- _Work to be completed_: Can you write out all of the material below, word for word?

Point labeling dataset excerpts
··········

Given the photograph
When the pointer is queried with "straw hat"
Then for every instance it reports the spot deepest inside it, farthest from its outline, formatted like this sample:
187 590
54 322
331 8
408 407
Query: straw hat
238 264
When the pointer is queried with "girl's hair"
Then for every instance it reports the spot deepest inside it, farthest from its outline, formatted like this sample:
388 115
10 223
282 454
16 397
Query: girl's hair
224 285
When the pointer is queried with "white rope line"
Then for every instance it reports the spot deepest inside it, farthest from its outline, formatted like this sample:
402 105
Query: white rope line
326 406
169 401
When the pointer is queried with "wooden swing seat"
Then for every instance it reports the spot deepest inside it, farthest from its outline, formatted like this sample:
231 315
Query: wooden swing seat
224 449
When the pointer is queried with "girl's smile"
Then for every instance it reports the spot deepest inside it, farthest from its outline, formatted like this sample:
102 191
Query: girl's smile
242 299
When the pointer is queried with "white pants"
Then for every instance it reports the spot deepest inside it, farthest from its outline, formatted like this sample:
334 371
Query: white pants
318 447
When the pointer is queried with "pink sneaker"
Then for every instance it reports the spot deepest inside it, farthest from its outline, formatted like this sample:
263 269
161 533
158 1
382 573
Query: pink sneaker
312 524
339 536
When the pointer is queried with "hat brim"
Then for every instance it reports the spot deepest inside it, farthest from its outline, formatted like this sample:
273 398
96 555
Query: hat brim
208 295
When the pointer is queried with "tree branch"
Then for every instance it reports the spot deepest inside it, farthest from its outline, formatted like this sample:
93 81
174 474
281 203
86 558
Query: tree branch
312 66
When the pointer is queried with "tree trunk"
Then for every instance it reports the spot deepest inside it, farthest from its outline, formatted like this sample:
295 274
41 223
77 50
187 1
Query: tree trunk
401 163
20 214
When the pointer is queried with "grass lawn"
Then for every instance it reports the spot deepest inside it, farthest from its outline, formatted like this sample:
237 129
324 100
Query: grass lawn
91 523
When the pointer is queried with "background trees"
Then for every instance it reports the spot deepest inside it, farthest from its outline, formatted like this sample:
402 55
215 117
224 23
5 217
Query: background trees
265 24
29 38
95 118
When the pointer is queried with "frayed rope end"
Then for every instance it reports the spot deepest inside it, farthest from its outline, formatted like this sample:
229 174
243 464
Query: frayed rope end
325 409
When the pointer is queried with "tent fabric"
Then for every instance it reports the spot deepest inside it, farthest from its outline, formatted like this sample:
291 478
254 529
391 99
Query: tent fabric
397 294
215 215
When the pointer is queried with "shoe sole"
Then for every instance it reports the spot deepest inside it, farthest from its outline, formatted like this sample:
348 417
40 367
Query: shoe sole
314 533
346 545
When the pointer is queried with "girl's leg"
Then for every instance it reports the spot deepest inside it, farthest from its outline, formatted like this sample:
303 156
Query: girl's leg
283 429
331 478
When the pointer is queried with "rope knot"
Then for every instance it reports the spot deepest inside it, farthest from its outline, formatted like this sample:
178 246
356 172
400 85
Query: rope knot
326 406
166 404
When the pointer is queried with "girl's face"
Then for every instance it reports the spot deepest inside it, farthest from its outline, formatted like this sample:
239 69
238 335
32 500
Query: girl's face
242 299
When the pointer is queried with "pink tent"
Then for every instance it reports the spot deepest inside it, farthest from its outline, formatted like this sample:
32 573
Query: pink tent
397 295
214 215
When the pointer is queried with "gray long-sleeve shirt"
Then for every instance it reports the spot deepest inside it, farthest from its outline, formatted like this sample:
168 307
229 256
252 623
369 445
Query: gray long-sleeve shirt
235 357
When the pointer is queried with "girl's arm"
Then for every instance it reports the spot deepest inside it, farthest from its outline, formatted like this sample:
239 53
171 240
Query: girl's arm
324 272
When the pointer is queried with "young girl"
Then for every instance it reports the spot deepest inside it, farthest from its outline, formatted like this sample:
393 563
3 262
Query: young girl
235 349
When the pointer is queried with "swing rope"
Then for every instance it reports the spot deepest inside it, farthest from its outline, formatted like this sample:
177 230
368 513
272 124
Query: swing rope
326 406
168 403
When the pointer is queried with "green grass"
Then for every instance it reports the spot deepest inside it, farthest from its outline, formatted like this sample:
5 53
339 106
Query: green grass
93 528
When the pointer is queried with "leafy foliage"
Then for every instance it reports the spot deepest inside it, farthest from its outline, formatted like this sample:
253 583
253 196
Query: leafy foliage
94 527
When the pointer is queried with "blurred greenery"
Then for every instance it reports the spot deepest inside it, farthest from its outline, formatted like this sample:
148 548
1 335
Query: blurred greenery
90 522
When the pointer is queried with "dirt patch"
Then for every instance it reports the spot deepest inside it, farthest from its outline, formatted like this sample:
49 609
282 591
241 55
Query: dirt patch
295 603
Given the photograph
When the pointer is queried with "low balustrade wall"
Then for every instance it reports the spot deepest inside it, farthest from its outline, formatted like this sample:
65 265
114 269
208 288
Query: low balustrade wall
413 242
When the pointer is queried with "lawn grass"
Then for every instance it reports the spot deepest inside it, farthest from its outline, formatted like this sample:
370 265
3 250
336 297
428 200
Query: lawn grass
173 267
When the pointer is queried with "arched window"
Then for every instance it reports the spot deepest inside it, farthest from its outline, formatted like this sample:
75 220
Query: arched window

··········

- _Completed task_:
Given the photograph
When the pointer is queried with "straw hat"
Then for every instance it reports the spot deepest inside it, farthest from its outline, formatted like this sample:
187 590
54 322
331 8
408 407
Query: straw hat
238 264
When the pointer is queried with "girl's hair"
Then for every instance it reports the spot deepest inside it, farthest from its outline, formatted like this sample:
388 115
10 223
282 454
16 397
Query: girl's hair
224 285
When the pointer is queried with "white rope line"
Then for every instance it reports the spot deepest inside it, farthest from its outline, formatted like this sample:
402 105
Query: white rope line
326 406
169 401
When the pointer is queried with "wooden swing seat"
Then for every instance it reports the spot deepest inside it, farthest from its outline, formatted like this sample:
231 315
Query: wooden swing seat
224 449
When the pointer is queried with "girl's smile"
Then for every instance it reports the spot deepest inside it, farthest from its outline, formatted like this sample:
102 191
Query: girl's smile
242 299
When the pointer is queried with "white pants"
Then for every instance it reports the spot deepest inside it, farthest from its outline, formatted like this sample:
334 371
Query: white pants
318 447
When the pointer is queried with "pink sneaker"
Then for every instance it reports the spot deepest inside it, farthest from its outline, formatted like this sample:
263 269
161 533
158 1
382 573
Query: pink sneaker
312 524
339 536
When the pointer is queried with "hat brim"
Then for every instance it reports the spot deepest inside it, farthest from its outline, formatted like this sample:
273 398
96 555
Query: hat brim
208 295
When the pointer is queried with "tree branch"
Then for every instance it reports the spot deepest inside it, farthest from its outline, formatted like this sample:
93 81
174 474
281 203
86 558
Query: tree branch
312 66
When the pointer is queried with "tree trunk"
Then for every instance it reports the spot deepest inside it, farthest from its outline, formatted like this sample:
295 274
41 223
77 50
187 1
Query: tree trunk
401 163
20 214
When the pointer is queried with "grass lawn"
Then for every instance it reports the spot deepest inside it, farthest from its outline, formatted like this sample:
237 129
324 100
Query: grass lawn
91 523
When the pointer is queried with "background trees"
Then for every instance it reports the spot deepest inside it, farthest from its outline, formatted like this sample:
402 55
215 117
224 23
5 217
Query: background trees
265 24
29 38
95 118
When the pointer is queried with "frayed rope end"
Then for every instance it reports the spot deepest inside it, farthest from its outline, formatted like this sample:
229 174
243 464
Query: frayed rope end
325 409
When the pointer is queried with "tent fabric"
Then for every instance it reports the spot deepest inside it, farthest from its outline, formatted like this sample:
291 478
254 529
391 99
Query: tent fabric
397 294
215 215
When the pointer is queried with "shoe sole"
Then for every instance it reports the spot deepest inside it, farthest from its outline, formatted like this sample:
348 417
40 367
Query: shoe sole
314 533
346 545
When the pointer is queried with "girl's leg"
Then for every instance it reports the spot deepest inside it, farthest from its outline, formatted like this sample:
303 156
Query: girl's leg
283 429
331 478
When the pointer is queried with "rope knot"
Then for every instance it reports the spot deepest inside it, farthest from its outline, formatted like this sample:
178 246
356 172
400 85
Query: rope knot
326 406
166 404
When the pointer is queried with "girl's face"
Then for every instance it reports the spot deepest inside it, farthest from its outline, formatted like this sample:
239 69
238 335
32 500
Query: girl's face
242 299
When the pointer is queried with "pink tent"
Then for every instance it reports the spot deepest inside it, farthest from its outline, formatted like this sample:
32 573
Query: pink tent
397 295
214 215
When the pointer is queried with "gray long-sleeve shirt"
Then for every instance it reports the spot deepest inside it, farthest from its outline, formatted like this sample:
168 307
229 256
252 623
369 445
Query: gray long-sleeve shirt
235 357
When the pointer is queried with "girl's arm"
Then for every instance it reports the spot deepest inside it, farthest from its outline, formatted like this sample:
239 53
171 240
Query: girl's arm
324 272
When the pointer is queried with "young girl"
Then for every instance it reports the spot deepest inside it, farthest from its outline, formatted like this sample:
393 563
3 262
Query: young girl
235 349
When the pointer is queried with "swing rope"
Then for every instance it reports the spot deepest inside it, farthest from its outline, formatted like this sample:
177 230
368 513
272 124
Query: swing rope
326 406
168 403
When the pointer is queried with "green grass"
Then for every instance it reports the spot deepest inside it, farthest from its outline, formatted like this sample:
5 53
339 106
Query: green grass
93 528
When the pointer is queried with "leafy foliage"
Then for every instance it reports the spot deepest inside it, farthest from its outline, formatted like this sample:
253 583
253 196
Query: leafy foliage
94 527
When the pointer is queried with "blurred greenery"
Then for every instance it reports the spot deepest inside it, farthest from its outline, formatted like this sample:
148 548
1 335
Query: blurred greenery
90 522
When the pointer is queried with "dirt patch"
Then for every instance it reports the spot deepest inside it, farthest from its outline, formatted like this sample:
49 609
282 591
241 55
Query: dirt patch
295 603
Given the photograph
When the pointer is queried with "low balustrade wall"
Then for every instance it reports the spot deepest inside it, farthest from its outline, formatted like this sample:
65 265
114 269
208 288
Query: low balustrade wall
413 242
When the pointer is queried with "lawn grass"
Then for every instance it reports the spot deepest inside it, farthest from its outline, formatted like this sample:
370 265
3 250
336 297
428 200
Query: lawn grass
173 267
When the pointer is queried with "arched window"
Then for every instance it reports the spot deepest inside it, farthest from its outline, formatted like this sample:
75 220
Query: arched window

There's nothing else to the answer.